_Data extracts_
++++++++
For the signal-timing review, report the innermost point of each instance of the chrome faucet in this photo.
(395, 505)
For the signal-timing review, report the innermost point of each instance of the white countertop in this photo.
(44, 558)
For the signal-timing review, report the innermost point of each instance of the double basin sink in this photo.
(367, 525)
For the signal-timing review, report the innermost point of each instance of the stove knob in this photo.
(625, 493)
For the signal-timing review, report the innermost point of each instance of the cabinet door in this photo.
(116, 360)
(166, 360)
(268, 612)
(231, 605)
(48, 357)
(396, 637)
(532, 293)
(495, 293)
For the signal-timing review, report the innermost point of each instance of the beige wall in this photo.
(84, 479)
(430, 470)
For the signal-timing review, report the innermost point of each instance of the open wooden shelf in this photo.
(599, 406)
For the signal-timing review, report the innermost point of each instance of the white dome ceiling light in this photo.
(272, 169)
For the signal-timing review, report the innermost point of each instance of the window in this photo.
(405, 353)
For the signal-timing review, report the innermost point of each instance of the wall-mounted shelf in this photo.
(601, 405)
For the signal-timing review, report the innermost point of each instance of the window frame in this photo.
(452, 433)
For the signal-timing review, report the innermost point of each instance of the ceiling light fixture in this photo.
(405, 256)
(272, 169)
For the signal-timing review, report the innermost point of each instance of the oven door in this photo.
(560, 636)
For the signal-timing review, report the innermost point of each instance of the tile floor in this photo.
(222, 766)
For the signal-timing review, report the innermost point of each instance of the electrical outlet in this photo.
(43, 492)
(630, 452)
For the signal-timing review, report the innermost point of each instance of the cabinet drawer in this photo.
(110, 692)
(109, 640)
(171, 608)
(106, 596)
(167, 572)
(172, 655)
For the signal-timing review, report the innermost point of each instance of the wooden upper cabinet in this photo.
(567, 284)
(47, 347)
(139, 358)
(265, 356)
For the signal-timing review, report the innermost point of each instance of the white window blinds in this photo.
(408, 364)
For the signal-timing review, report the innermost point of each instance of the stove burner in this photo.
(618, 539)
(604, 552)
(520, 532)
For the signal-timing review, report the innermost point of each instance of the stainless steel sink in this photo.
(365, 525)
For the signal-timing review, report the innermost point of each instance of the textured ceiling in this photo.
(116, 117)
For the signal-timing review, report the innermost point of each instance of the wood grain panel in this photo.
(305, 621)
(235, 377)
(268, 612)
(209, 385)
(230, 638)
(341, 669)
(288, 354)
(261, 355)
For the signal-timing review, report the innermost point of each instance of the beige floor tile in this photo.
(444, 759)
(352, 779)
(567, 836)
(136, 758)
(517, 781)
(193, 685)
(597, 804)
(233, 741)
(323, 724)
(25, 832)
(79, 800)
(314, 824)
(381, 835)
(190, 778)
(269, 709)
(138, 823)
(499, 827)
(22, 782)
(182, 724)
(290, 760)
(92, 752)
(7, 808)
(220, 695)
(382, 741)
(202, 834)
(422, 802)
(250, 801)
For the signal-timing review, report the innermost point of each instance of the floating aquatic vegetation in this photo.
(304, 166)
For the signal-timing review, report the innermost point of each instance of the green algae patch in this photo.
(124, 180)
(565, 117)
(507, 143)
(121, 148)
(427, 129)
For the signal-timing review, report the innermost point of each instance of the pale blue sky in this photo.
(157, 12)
++++++++
_Task details_
From the listing above, extract every line exactly as it stands.

_Result of the task_
For the signal-timing review, report the innermost point of each instance of the chrome faucet in this photo.
(395, 505)
For the signal-timing review, report the innermost point of each instance of the white countertop in this photo.
(44, 558)
For the signal-timing review, report the innermost point of each instance of the double basin sink in this photo.
(367, 525)
For the signal-timing review, report the innermost point of each instance of the stove knob in this photo.
(625, 493)
For the signal-timing review, report the innermost point of each instance of the cabinet door in this photo.
(116, 360)
(166, 360)
(268, 612)
(231, 605)
(48, 357)
(396, 637)
(532, 293)
(495, 293)
For the signal-timing review, report the innermost point of each instance of the beige wall in this photo.
(84, 479)
(430, 470)
For the signal-timing review, report the innermost point of each instance of the open wooden shelf in this photo.
(599, 406)
For the signal-timing review, report the innermost point of each instance of the white dome ceiling light in this photo.
(272, 169)
For the signal-timing review, report the innermost point of each instance of the window in this photo.
(405, 353)
For the signal-timing review, report the innermost point of each instance of the wall-mounted shelf in this photo.
(601, 405)
For the signal-timing review, report the innermost point of each instance of the window frame in this photo.
(452, 433)
For the signal-timing review, report the innermost point of each instance of the ceiling light fixture in this photo.
(405, 256)
(272, 169)
For the signal-timing review, report the innermost point of each instance of the oven door in this photo.
(560, 636)
For the signal-timing review, report the innermost point of each instance of the tile floor in this photo.
(222, 766)
For the signal-timing review, report the innermost point of each instance of the electrical outlet in this photo.
(43, 492)
(630, 452)
For the signal-timing review, report the innermost point of each instance of the cabinet drawer in this photo.
(110, 692)
(109, 640)
(171, 608)
(106, 596)
(167, 572)
(172, 655)
For the signal-timing review, report the innermost point of each instance of the wooden upper cabinet in this photo.
(567, 284)
(47, 347)
(139, 358)
(265, 356)
For the signal-timing review, report the innermost point of each instance of the white window blinds in this photo.
(408, 364)
For the signal-timing review, report the innermost point of each instance of the stove burner in this photo.
(618, 539)
(604, 552)
(520, 532)
For the signal-timing review, report the innermost point of each instance of the stainless steel sink in this photo.
(365, 525)
For the signal-timing review, report the innermost point of each instance of the textured ceiling in this photo.
(116, 117)
For the signal-timing review, report the innermost point of each instance of the wood grain panel in this photo.
(305, 621)
(235, 377)
(268, 612)
(209, 385)
(230, 638)
(341, 669)
(288, 354)
(261, 355)
For the signal-timing review, report the innermost point of each instance of the beige floor tile in this photo.
(444, 759)
(352, 779)
(567, 836)
(136, 758)
(517, 781)
(193, 685)
(597, 804)
(233, 741)
(323, 724)
(25, 832)
(79, 800)
(314, 824)
(381, 835)
(190, 778)
(269, 709)
(138, 823)
(499, 827)
(22, 782)
(182, 724)
(290, 760)
(92, 752)
(7, 808)
(220, 695)
(382, 741)
(202, 834)
(422, 802)
(250, 801)
For the signal-timing review, report the innermost point of each instance of the floating aquatic vegetation in this photo.
(304, 166)
For the signal-timing review, report the innermost point of each instance of the green algae patch in this photo.
(124, 180)
(565, 117)
(507, 143)
(121, 148)
(427, 129)
For the signal-timing review, report the innermost point of each instance of the pale blue sky in this photo.
(157, 12)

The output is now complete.